** YOUR ASSIGNMENT **
Copy out each line of the data below in which the string "that" appears.

Dataset excerpts:
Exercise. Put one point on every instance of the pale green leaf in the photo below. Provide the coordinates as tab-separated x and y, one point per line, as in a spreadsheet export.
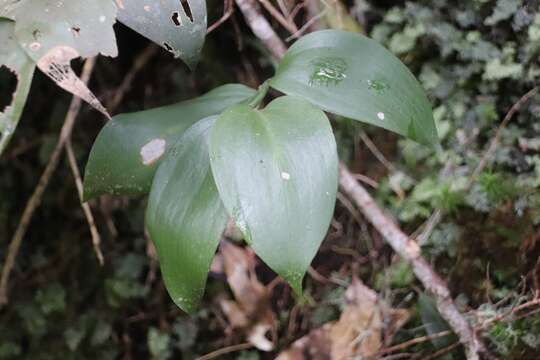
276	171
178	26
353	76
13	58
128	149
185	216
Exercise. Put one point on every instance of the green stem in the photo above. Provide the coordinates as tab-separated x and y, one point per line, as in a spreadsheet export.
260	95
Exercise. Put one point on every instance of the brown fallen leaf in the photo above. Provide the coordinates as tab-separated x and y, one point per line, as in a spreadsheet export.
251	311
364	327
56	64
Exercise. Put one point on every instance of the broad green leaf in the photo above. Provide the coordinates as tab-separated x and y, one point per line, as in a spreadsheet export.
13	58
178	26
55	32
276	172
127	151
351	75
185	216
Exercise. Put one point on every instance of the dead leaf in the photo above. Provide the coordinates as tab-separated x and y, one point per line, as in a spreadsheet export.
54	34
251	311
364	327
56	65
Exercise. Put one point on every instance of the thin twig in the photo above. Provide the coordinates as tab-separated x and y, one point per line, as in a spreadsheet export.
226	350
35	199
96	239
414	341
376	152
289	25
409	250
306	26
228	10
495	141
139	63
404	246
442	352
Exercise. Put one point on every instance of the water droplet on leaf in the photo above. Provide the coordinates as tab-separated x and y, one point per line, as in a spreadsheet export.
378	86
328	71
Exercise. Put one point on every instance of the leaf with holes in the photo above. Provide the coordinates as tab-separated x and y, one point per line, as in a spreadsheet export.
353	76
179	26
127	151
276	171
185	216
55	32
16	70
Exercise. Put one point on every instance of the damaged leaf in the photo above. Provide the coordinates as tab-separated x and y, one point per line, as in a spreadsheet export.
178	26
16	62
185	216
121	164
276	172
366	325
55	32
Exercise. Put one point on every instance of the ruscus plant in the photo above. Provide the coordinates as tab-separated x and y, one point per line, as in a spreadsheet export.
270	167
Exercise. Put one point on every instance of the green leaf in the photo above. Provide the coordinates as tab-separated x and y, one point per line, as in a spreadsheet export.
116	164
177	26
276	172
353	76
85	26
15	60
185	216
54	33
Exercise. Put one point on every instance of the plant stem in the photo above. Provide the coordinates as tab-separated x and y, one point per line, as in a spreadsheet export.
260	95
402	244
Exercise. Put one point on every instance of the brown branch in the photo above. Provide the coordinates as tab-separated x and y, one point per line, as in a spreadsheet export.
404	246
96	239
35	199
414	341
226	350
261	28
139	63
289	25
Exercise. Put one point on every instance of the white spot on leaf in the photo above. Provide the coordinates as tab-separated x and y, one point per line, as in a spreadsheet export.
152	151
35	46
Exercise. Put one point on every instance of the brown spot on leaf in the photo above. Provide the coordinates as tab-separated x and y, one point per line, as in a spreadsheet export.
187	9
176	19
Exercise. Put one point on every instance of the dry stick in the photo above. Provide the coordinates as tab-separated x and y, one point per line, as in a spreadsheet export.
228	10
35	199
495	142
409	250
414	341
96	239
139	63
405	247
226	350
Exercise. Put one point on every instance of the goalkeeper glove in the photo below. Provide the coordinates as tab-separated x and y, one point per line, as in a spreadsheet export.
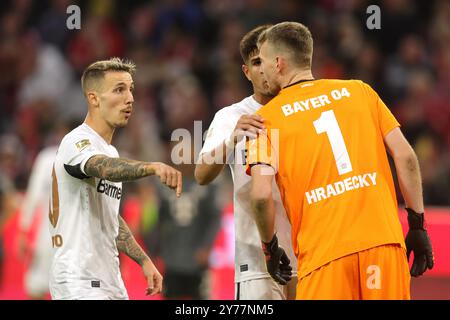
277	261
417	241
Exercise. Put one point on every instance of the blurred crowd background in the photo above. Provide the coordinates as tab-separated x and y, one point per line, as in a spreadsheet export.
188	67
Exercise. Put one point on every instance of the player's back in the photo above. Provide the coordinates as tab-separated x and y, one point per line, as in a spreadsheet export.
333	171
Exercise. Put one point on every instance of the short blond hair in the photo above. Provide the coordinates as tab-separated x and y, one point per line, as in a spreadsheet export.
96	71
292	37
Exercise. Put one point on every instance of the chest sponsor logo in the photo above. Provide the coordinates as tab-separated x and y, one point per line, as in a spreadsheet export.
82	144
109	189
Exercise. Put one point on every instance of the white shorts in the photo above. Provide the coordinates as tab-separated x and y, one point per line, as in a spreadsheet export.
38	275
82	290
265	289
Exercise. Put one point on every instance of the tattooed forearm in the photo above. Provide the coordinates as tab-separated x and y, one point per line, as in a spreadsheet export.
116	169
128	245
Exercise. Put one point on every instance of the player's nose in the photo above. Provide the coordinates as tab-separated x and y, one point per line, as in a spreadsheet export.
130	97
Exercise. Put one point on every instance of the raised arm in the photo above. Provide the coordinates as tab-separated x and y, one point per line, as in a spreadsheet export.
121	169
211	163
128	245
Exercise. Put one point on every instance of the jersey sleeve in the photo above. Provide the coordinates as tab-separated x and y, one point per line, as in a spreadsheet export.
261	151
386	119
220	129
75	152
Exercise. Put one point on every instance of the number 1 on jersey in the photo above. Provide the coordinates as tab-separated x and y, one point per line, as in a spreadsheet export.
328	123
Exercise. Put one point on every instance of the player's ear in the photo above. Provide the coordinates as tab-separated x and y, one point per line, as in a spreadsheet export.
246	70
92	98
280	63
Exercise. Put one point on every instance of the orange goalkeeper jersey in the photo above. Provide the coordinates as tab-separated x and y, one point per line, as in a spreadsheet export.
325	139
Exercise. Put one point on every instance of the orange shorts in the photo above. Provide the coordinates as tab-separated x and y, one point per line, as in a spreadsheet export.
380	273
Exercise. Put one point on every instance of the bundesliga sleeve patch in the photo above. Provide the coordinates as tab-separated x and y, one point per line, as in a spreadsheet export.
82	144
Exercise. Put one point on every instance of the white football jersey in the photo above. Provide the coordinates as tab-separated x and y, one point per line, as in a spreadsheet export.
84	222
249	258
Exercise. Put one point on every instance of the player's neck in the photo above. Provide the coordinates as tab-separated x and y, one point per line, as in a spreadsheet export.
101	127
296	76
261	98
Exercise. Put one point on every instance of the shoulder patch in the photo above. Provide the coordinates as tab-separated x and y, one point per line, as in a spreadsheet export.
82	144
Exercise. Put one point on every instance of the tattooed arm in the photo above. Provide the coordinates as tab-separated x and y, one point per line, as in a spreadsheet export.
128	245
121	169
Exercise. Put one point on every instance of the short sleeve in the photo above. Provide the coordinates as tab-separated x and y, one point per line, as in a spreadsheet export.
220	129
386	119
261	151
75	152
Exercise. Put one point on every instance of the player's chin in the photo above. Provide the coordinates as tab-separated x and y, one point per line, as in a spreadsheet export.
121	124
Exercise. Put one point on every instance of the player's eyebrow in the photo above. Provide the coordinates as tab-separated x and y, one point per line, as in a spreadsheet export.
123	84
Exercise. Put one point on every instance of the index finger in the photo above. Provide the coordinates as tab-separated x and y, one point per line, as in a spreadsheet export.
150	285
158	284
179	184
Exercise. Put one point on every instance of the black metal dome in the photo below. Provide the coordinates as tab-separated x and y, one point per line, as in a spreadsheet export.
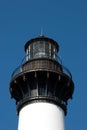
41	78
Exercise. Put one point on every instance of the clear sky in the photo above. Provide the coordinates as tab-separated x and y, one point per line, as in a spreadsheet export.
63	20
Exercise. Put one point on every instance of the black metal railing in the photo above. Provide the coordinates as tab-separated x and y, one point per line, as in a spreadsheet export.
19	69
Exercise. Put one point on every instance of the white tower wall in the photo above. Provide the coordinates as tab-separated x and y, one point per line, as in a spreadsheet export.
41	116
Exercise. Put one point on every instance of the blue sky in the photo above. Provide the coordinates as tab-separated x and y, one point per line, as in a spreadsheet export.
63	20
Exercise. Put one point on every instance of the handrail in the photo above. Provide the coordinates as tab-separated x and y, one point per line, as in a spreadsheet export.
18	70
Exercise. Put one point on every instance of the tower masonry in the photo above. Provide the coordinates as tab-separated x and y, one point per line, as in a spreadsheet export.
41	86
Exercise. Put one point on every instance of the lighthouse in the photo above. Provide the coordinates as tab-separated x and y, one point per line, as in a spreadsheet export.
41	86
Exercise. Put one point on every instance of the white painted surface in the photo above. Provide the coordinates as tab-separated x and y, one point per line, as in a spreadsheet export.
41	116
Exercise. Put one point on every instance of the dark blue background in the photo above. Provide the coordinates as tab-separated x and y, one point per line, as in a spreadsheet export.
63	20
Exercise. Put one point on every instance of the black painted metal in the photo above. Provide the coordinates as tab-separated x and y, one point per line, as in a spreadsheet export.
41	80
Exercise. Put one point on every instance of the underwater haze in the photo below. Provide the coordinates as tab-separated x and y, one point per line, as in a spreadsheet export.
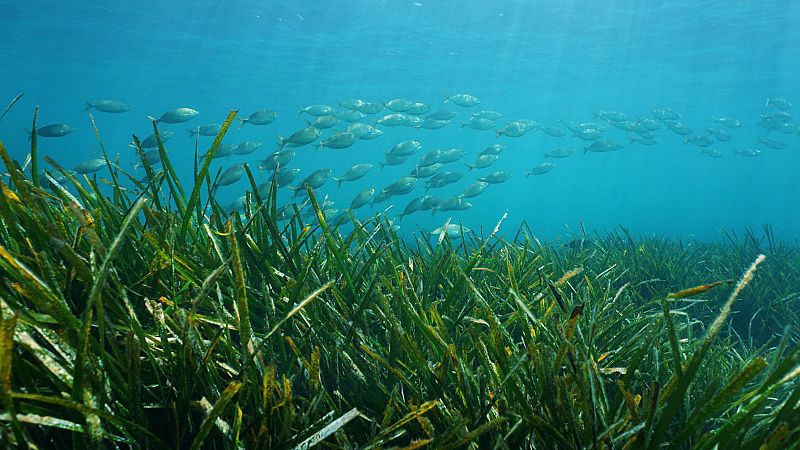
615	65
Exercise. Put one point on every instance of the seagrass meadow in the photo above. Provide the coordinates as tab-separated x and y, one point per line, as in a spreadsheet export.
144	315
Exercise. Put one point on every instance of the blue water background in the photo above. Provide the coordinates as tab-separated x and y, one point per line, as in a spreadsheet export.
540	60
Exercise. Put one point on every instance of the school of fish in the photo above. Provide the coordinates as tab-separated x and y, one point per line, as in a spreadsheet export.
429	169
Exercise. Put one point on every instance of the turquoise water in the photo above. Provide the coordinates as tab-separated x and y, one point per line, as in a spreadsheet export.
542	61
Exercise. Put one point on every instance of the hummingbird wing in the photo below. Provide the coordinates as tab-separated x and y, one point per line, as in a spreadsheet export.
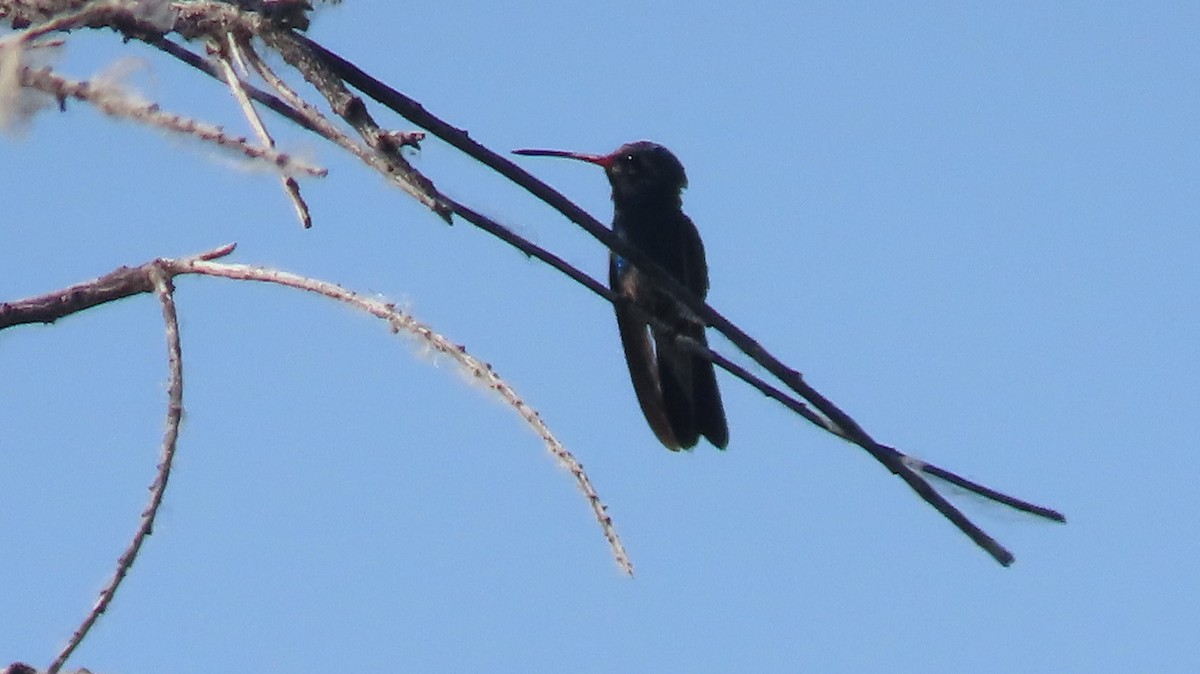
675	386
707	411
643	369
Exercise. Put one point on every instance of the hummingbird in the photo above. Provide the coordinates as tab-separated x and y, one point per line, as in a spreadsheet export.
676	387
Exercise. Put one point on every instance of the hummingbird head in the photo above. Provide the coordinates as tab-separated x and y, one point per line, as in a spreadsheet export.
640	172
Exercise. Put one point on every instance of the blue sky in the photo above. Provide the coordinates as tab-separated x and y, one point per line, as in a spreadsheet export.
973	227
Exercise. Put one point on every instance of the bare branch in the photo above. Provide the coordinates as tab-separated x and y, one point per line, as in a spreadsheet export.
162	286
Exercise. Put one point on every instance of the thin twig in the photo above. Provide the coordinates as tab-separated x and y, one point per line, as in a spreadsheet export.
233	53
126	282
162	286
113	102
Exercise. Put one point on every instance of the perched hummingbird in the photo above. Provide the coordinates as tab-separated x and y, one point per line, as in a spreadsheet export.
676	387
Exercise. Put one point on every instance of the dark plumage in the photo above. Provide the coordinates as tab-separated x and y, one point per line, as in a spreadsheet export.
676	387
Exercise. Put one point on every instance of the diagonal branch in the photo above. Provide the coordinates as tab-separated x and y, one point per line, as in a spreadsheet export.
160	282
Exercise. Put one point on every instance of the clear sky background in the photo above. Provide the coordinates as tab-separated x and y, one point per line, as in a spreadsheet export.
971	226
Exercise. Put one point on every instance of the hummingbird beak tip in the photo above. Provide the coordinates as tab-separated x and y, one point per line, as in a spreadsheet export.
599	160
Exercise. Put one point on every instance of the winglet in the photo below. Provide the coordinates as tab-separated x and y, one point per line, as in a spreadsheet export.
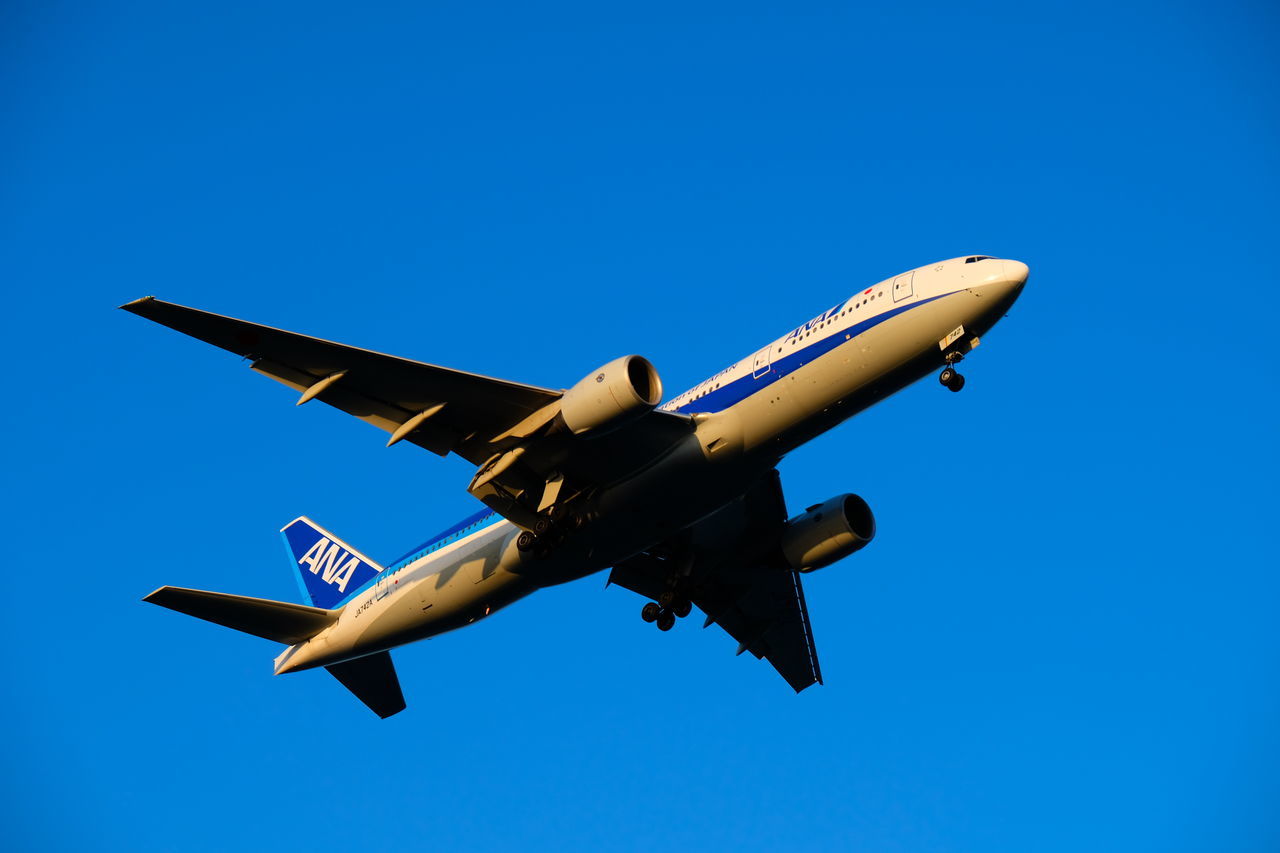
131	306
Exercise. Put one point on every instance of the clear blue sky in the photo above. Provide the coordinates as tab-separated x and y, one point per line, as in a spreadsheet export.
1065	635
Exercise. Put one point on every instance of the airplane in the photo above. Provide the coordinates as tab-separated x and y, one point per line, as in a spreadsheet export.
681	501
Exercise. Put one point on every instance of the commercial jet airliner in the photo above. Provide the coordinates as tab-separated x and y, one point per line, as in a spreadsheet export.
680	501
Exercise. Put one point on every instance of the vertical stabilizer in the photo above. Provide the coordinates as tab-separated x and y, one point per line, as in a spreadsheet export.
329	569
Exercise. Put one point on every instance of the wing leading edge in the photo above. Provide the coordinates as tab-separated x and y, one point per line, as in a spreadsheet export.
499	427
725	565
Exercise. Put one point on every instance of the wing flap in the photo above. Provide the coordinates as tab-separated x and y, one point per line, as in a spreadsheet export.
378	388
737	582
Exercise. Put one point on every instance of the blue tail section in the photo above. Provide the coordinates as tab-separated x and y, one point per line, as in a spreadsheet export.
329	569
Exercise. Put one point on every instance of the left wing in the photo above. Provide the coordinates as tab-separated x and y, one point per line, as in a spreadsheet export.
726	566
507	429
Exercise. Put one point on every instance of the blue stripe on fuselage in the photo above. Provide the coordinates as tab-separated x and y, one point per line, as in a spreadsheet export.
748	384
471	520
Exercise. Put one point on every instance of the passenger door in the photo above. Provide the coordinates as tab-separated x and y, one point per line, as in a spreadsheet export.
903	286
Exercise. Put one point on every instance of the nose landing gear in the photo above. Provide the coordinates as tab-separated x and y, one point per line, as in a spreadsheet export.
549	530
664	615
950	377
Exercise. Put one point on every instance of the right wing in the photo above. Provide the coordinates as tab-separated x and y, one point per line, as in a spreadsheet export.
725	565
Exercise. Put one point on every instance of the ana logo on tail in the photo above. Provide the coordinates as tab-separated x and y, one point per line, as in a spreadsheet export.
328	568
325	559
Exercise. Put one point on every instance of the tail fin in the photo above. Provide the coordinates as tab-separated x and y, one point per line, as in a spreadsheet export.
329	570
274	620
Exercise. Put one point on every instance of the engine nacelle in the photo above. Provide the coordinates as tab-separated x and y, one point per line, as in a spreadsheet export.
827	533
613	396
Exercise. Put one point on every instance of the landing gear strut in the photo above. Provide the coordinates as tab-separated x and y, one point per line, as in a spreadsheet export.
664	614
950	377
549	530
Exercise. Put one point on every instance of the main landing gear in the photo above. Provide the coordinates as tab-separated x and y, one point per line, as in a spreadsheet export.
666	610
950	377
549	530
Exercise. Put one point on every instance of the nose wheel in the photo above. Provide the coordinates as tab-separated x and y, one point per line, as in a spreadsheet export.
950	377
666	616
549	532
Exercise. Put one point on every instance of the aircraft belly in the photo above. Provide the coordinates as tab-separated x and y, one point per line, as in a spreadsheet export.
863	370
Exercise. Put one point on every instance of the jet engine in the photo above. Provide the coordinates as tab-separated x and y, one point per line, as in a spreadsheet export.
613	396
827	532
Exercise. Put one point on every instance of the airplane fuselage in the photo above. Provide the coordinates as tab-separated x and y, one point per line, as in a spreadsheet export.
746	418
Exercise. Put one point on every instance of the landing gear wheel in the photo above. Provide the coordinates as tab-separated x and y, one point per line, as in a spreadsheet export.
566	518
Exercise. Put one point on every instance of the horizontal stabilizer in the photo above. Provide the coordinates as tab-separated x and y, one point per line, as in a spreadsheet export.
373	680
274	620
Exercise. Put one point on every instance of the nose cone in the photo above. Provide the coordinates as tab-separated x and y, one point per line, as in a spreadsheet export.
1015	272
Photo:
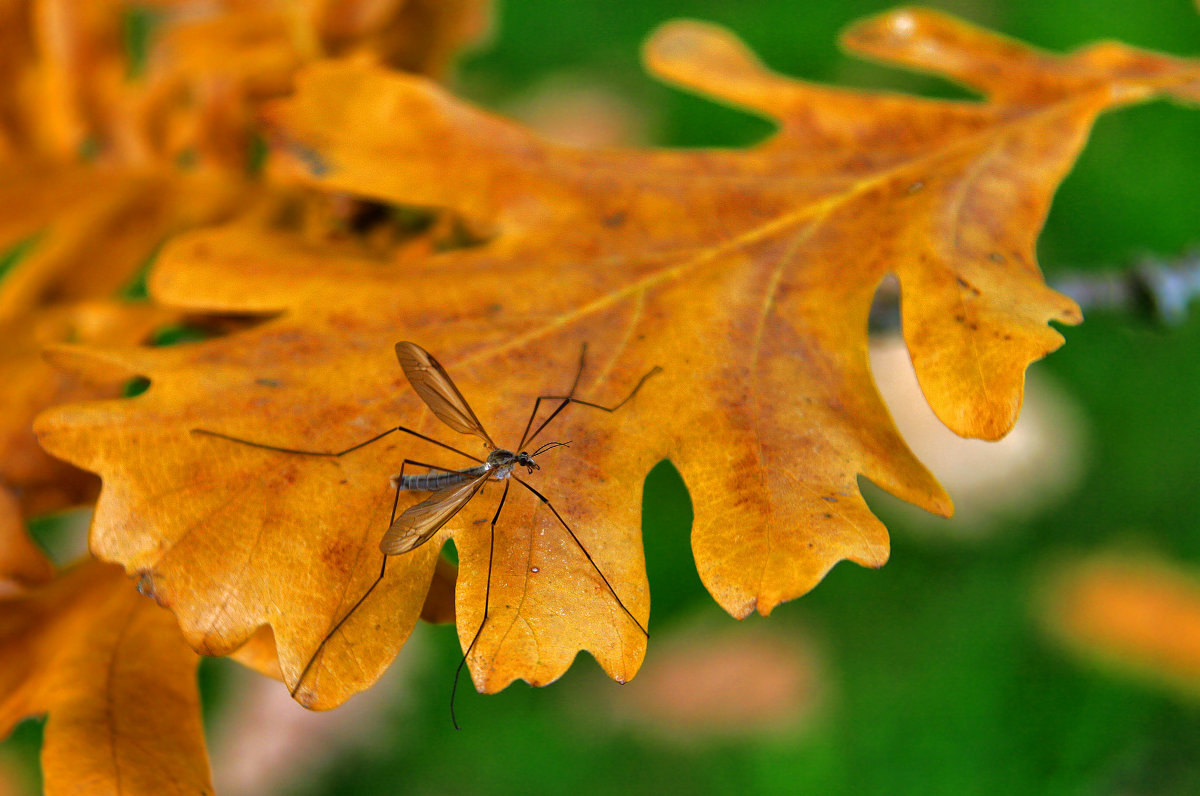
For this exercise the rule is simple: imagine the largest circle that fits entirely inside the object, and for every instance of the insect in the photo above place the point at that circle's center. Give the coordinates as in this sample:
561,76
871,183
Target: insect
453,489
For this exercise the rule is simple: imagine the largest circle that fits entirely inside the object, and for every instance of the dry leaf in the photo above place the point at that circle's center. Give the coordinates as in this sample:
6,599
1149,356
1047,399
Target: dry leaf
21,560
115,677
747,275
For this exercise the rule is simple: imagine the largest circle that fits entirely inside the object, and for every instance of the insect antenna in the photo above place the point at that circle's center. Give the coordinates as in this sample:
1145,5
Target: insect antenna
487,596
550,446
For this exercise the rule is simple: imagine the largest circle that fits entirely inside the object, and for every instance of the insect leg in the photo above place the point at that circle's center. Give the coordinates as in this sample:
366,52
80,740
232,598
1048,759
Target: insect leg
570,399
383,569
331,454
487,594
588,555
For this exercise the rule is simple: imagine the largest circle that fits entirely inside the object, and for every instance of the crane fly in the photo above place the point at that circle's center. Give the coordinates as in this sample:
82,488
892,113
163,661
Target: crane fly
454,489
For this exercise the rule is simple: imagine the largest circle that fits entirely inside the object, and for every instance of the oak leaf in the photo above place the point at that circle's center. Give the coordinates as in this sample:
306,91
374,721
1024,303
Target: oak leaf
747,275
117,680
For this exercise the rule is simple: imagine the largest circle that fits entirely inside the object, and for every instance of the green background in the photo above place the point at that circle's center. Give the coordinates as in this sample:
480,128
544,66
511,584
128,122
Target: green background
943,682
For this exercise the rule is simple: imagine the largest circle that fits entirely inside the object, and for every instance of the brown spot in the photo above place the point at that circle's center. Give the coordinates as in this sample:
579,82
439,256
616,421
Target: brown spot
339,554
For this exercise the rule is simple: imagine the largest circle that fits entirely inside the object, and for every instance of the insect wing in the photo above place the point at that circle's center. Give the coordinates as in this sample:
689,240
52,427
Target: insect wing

** YOUR RESPONSE **
For this exercise the rule is simple: imagine the largest circle that fits entirely inside the object, and for every instance of the insect in the photo above place the point at that circle's center. Give the coordinates as in this sample:
For this exercise the rule is simple: imagine the largest circle that fits entirely inside the object, and for every instance of the dry leaf in the photo above place the point at that circle's center. Give the coordinates as in this sample:
For this exercise the rule is simple: imagine the largest circle that fits entirely inside the object, and for every instance of the insect antenna in the photo above place the point at that circle's center. Give the coordinates as in this sample:
For this exercise the rule is simple: imagine the largest circle that fits entirely inside the object, and for every instance of the insect leg in the photo above place the point at that circle's center. Give the coordinates as in this sample:
For this exercise the rule is simple: imagine the largest circle that fits entirely inside the object, and for every instance of the crane fly in the photo above place the point at that circle's center. Give the coordinates as in this sample:
For this exercise the rule is simple: imagine the largest circle that fits entirely inside the object, and for every instance of the oak leaf in the photo above place the point at that circle's center. Give the coordinates as in this sample:
For this exercise the rule is simple: imagine the largest circle that fits entirely inside the object, and for every instance of the green background in the photo above place the point at that circle's center. Give the coordinates as in this sample:
For this exercise the rule is simple: imagine the largest circle that fits entirely inside the object, and for every instance of the brown spot in the photo above place the point at that circle's center. Give the coordinates as in this sample:
For this exercise the rule is simple: imagine the largest circle that fits entirely inside the object, and for every instance of the insect wing in the photo above place the point at that circle's center. Give the coordinates as in this sample:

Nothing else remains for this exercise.